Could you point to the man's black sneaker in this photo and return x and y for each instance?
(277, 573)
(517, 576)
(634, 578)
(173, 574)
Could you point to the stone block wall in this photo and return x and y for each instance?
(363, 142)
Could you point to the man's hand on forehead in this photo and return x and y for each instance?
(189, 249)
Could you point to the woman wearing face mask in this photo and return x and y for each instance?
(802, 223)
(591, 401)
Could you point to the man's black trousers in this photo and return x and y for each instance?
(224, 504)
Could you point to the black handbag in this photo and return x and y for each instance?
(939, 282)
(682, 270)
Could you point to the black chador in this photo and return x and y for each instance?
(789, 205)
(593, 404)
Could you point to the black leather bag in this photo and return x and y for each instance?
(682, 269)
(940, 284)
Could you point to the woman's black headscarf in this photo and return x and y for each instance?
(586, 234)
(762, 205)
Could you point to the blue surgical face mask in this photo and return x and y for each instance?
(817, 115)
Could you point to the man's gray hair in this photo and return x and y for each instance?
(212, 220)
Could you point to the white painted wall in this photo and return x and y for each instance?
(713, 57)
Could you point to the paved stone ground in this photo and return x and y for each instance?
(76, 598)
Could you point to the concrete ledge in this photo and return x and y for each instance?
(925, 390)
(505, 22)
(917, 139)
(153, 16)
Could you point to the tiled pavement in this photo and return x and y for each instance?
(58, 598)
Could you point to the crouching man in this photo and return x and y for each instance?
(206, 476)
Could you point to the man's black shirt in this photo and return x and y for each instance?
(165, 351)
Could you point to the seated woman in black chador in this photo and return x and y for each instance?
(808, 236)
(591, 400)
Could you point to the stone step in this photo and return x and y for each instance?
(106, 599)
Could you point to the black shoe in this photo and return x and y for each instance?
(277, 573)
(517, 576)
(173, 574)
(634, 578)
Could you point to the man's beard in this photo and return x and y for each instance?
══════════════════════════════
EXERCISE PROMPT »
Copy the listing above word for word, starting at the line with "Could you point to the crouching" and continuing through its last line.

THE COMPLETED TASK »
Could you point to the crouching man in this photo and return x and y for each instance?
(206, 476)
Could you point to the man's black shirt in this photo and return x and y for each instance?
(165, 351)
Could you point to the seated woman in black chador in this photo and return x and y for each instance?
(808, 236)
(591, 400)
Could you point to the stone step in this photo and return x and y for each instance?
(106, 599)
Could you point to the black shoe in this photo and return x and y for each instance?
(277, 573)
(517, 576)
(173, 574)
(634, 578)
Could you point to the man's beard in this photo and return x and y for each instance?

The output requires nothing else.